**Written instruction**
Count the lines in the items below that contain the string "garage", where case counts. Reply with the number alone.

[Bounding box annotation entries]
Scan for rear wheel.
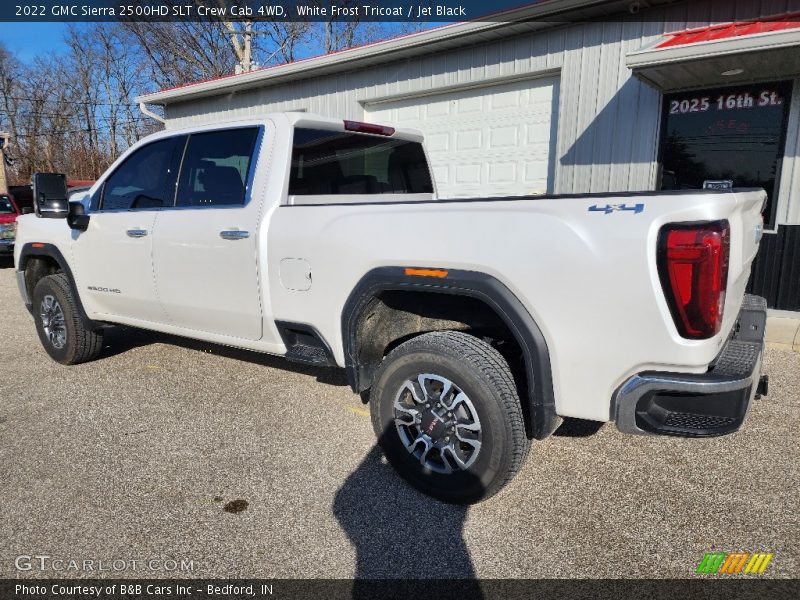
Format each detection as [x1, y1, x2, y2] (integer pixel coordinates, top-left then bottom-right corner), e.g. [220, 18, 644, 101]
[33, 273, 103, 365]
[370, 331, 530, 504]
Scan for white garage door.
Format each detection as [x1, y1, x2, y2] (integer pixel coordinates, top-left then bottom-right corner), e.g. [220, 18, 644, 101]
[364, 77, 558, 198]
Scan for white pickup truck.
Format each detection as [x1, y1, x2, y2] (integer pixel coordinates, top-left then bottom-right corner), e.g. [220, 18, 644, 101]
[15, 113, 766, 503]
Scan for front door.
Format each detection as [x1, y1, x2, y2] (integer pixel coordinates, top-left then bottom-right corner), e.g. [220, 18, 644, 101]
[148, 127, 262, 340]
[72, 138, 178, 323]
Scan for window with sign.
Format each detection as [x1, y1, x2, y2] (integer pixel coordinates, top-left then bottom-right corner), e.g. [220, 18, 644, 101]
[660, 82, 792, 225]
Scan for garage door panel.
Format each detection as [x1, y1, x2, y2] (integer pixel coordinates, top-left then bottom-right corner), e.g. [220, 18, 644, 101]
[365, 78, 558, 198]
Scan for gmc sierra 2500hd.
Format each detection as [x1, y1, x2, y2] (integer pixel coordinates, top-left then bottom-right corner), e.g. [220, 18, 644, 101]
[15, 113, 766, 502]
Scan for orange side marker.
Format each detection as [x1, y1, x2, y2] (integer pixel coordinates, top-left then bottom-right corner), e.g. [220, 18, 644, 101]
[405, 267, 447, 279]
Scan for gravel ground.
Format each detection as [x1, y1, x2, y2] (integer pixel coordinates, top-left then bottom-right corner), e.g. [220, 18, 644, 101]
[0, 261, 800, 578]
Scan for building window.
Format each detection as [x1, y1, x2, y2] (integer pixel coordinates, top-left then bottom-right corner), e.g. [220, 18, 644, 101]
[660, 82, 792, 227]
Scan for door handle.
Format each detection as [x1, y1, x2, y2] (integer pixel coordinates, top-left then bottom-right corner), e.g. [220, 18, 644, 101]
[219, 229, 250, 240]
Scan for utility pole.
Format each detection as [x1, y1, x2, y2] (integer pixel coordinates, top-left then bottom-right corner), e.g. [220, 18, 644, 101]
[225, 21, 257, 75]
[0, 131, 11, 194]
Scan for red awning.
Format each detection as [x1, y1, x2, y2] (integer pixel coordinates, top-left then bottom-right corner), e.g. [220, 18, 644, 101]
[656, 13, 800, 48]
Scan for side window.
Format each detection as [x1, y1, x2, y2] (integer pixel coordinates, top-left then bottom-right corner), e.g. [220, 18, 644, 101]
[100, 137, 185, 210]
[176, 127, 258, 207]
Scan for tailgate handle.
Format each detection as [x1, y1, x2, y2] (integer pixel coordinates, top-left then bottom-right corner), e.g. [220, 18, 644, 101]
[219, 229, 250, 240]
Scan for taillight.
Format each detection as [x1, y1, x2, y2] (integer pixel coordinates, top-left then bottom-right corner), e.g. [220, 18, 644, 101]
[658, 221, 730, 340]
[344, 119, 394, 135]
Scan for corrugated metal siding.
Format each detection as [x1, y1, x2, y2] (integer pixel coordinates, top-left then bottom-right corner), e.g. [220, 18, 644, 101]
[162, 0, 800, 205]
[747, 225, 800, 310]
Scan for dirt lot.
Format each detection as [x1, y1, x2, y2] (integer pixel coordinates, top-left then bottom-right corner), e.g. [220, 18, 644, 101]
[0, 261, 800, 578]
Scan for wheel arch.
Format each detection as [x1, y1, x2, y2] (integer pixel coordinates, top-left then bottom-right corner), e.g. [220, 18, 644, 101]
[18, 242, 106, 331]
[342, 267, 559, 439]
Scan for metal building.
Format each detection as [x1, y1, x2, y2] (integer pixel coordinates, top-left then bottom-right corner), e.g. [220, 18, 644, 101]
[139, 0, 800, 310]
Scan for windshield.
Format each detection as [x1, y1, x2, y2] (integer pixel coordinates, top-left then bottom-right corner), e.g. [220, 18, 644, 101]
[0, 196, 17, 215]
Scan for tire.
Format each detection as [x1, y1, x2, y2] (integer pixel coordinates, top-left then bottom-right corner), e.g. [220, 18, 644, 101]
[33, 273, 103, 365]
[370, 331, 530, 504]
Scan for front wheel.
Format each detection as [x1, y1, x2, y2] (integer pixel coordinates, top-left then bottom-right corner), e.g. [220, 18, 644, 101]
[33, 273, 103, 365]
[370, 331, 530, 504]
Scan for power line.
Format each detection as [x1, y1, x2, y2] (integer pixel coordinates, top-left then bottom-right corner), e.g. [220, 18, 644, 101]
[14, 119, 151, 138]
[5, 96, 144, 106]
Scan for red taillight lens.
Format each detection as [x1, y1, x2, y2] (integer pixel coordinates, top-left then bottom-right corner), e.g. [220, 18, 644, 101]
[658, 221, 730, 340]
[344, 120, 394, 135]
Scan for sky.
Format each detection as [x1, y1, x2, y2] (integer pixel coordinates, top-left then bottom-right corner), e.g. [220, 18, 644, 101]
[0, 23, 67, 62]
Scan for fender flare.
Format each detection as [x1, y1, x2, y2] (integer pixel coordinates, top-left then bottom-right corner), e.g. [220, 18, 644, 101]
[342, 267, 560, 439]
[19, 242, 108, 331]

* * *

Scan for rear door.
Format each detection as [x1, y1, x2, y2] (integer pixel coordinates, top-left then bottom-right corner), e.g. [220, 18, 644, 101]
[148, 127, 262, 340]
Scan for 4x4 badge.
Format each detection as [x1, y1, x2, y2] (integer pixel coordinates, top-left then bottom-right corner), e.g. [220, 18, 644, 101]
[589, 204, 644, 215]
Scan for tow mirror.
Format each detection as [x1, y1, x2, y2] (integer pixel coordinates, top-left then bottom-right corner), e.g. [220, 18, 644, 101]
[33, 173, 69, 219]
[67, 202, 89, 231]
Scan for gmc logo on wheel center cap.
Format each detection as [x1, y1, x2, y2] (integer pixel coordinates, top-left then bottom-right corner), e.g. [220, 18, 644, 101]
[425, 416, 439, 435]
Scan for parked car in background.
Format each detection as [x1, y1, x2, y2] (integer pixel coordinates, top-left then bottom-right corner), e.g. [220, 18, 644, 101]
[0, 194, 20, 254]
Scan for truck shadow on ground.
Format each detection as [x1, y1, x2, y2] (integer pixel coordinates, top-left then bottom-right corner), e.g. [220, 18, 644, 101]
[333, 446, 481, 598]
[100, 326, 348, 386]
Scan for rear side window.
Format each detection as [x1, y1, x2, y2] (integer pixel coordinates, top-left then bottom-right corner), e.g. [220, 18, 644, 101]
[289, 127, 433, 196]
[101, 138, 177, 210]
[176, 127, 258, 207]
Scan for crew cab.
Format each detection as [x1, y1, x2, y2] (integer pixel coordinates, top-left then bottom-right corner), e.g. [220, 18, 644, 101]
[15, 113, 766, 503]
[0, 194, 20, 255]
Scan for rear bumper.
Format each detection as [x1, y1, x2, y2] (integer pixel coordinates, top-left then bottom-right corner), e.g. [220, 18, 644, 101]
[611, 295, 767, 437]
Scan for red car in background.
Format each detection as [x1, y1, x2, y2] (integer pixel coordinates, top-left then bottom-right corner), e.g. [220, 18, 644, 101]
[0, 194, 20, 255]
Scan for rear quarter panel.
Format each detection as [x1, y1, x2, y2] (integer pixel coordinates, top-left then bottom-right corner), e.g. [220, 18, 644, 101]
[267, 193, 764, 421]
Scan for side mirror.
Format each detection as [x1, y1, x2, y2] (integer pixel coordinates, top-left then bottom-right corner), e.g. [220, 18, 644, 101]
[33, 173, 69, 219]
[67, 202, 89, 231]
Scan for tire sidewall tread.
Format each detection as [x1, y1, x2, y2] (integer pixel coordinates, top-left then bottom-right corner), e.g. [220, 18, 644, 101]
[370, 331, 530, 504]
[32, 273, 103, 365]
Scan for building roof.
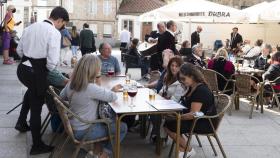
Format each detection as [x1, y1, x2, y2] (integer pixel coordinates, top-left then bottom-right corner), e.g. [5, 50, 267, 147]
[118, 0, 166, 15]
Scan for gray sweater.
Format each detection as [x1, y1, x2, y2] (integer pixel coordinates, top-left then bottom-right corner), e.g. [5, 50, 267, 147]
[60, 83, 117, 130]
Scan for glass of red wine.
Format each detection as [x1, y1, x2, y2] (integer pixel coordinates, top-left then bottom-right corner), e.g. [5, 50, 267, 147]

--

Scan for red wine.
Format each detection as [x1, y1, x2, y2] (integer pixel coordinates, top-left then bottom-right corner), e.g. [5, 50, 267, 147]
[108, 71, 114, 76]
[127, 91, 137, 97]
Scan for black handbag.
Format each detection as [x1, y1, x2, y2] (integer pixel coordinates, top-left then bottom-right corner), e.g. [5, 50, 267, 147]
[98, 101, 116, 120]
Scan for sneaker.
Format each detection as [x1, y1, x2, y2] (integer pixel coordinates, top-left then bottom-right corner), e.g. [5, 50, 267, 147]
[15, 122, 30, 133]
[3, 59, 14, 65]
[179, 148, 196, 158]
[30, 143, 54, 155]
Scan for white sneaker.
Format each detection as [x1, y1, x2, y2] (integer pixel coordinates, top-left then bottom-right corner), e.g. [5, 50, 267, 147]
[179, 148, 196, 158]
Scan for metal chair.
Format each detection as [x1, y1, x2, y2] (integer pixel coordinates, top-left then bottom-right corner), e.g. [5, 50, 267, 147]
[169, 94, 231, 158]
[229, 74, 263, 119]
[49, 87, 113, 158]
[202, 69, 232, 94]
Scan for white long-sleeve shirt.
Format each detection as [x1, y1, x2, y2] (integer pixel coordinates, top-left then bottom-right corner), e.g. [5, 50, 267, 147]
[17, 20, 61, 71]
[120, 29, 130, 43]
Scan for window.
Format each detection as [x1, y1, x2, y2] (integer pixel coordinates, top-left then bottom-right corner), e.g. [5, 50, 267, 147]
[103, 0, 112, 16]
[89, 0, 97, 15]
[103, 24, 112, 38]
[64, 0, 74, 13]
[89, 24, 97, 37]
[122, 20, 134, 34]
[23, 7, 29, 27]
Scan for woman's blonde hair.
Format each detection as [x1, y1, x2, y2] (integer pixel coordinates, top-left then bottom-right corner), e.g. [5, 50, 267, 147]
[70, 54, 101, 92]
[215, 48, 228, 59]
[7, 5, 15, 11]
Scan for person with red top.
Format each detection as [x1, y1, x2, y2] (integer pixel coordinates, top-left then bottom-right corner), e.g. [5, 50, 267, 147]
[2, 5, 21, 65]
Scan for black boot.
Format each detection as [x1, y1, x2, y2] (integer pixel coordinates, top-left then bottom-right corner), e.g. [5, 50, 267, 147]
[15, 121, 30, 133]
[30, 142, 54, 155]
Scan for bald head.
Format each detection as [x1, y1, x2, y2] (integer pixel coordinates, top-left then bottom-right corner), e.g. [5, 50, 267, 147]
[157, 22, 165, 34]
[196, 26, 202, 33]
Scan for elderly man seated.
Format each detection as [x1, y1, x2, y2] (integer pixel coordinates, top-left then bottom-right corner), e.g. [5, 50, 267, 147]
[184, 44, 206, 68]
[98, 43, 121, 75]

**Problem solution**
2